Text =>
[Start]
My Review: This morning, I got a lovely note from a member new to LT regarding my review of another book. It being quite an agreeable sensation to receive praise for one's efforts, I popped over to that member's profile to say thank you, as a well-brought-up boy does. He lists in his current readings a few books about Amelia Earhart, whose name never comes up but I immediately gush to everyone around me about how I enjoyed "I Was Amelia Earhart" when I read it, and so they should trot right out and get copies theirownselves. True to form, I suggested this to my new best friend who told me I wrote a nice review that nobody else noticed, not that I'm bitter or anything but two lousy thumbs?, and then on a nagging suspicion went to look at my reviews.

I've never reviewed this book.

I was quite stunned. I have loved the atmospherics and the insights of this delight to the senses for fifteen years, and never written a review of it?!? So, after an afternoon of pleasure spent reacquainting myself with its brief, intense delights, I sat down to write this review. And sat. And sat.
[End]
Image outline annotation entries:
[Start]
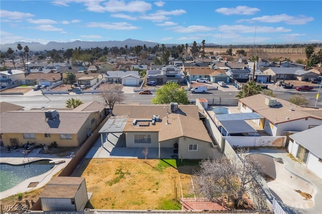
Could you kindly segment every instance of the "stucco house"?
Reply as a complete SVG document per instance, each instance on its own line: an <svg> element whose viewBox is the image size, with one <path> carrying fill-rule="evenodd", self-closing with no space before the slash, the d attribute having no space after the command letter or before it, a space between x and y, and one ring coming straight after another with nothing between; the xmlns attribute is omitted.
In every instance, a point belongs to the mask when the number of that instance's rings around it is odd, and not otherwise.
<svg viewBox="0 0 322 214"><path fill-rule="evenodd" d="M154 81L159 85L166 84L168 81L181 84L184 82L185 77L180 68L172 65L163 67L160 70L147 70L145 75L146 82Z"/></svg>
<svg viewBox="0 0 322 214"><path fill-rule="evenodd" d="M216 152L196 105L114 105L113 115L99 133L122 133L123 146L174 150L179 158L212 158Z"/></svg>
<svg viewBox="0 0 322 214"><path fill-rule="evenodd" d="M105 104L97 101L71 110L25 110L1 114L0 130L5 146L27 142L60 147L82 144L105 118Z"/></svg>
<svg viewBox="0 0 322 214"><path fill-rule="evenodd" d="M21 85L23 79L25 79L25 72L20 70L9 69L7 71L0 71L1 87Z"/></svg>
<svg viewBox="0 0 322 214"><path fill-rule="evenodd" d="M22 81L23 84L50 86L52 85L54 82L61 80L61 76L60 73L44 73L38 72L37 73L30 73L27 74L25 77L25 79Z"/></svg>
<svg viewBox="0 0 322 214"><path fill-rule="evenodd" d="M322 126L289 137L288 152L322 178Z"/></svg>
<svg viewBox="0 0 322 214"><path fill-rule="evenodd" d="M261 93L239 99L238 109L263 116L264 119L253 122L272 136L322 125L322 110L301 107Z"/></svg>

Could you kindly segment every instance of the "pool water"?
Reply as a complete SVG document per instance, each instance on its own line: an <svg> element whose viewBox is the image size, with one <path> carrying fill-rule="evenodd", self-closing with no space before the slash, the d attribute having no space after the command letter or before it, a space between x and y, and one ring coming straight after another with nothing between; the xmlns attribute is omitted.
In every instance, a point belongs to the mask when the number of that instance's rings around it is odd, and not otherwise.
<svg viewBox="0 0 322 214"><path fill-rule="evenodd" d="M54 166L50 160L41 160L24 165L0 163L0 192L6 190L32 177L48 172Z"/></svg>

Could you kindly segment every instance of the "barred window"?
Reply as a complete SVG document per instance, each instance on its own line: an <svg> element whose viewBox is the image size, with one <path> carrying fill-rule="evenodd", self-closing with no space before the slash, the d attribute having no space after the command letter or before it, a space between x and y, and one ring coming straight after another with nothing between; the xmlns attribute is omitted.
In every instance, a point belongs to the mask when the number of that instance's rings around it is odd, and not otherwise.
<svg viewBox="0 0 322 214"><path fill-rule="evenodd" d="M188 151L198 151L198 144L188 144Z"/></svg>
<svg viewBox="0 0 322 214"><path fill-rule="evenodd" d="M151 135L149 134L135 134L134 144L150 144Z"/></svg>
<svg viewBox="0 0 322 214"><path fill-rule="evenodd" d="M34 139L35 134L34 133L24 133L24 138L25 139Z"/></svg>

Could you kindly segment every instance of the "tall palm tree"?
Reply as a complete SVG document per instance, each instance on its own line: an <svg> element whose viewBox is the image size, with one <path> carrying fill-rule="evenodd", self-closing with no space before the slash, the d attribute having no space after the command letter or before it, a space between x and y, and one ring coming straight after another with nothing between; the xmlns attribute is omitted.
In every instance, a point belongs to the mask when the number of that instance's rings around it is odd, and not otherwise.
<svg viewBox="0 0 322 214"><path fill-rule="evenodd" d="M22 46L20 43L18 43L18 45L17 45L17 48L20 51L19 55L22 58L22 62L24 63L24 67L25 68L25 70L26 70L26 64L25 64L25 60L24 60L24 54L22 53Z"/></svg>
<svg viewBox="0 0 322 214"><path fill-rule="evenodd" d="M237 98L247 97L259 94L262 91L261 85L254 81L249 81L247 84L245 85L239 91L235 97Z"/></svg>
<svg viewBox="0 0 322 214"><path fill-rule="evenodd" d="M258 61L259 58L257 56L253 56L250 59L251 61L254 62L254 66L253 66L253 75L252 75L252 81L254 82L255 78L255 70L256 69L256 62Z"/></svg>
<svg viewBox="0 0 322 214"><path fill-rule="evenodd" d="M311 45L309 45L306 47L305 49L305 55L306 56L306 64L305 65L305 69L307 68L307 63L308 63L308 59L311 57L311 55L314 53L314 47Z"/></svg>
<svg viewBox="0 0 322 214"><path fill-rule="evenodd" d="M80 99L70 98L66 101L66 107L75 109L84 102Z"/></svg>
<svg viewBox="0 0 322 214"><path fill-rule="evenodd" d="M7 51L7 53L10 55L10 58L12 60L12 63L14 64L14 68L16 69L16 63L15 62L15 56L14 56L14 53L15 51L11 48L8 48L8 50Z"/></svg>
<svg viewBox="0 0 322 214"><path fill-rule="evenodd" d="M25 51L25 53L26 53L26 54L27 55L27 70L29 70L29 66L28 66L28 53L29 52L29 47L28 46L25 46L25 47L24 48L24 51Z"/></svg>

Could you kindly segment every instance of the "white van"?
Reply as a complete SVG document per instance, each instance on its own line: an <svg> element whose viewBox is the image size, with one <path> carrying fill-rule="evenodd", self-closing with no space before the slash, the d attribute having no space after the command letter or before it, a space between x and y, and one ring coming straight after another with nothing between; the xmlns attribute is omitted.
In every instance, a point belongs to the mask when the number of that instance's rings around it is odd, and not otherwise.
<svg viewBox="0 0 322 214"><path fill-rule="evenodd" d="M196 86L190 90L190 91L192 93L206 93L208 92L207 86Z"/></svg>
[End]
[Start]
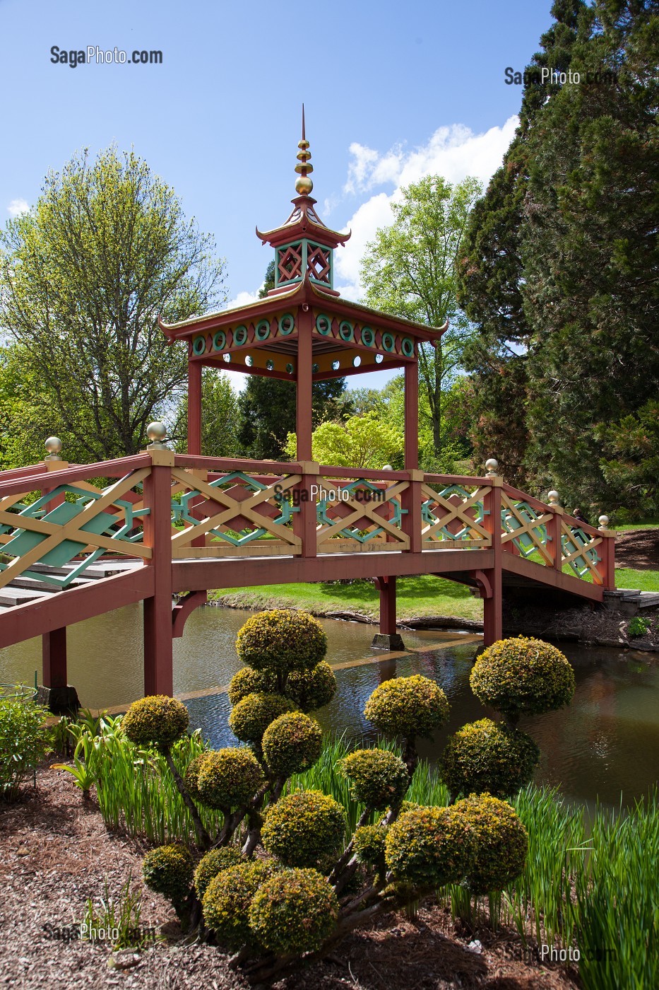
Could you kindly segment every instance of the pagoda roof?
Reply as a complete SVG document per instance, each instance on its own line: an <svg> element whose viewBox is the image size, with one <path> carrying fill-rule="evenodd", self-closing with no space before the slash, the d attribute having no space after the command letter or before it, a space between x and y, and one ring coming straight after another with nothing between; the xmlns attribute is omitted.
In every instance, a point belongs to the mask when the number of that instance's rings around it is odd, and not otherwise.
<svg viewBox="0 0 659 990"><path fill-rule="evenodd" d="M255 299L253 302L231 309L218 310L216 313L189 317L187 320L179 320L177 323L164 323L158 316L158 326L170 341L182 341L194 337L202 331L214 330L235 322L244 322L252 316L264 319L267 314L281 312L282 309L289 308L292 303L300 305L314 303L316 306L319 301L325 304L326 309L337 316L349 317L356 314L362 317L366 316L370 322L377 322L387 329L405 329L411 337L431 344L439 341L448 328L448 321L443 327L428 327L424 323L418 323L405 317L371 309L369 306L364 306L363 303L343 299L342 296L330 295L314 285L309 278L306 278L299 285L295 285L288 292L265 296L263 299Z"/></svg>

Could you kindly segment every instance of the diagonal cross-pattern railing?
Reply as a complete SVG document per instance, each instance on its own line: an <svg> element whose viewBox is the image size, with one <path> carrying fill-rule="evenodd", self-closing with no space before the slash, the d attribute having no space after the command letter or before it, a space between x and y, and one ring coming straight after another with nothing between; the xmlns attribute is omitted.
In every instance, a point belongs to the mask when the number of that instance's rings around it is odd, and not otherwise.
[End]
Job A =>
Answer these questions about the book-review passage, giving each answer on its own line:
(i) What did the member new to LT send the writer this morning?
(ii) What is the title of the book the writer urges everyone to get?
(iii) For how many years has the writer loved that book?
Job B => Reproduce the section of the book-review passage that begins with the words containing "My Review: This" and ends with "reviewed this book.".

Complete output A =>
(i) A lovely note regarding the writer's review of another book.
(ii) "I Was Amelia Earhart."
(iii) Fifteen years.

Complete output B =>
My Review: This morning, I got a lovely note from a member new to LT regarding my review of another book. It being quite an agreeable sensation to receive praise for one's efforts, I popped over to that member's profile to say thank you, as a well-brought-up boy does. He lists in his current readings a few books about Amelia Earhart, whose name never comes up but I immediately gush to everyone around me about how I enjoyed "I Was Amelia Earhart" when I read it, and so they should trot right out and get copies theirownselves. True to form, I suggested this to my new best friend who told me I wrote a nice review that nobody else noticed, not that I'm bitter or anything but two lousy thumbs?, and then on a nagging suspicion went to look at my reviews.

I've never reviewed this book.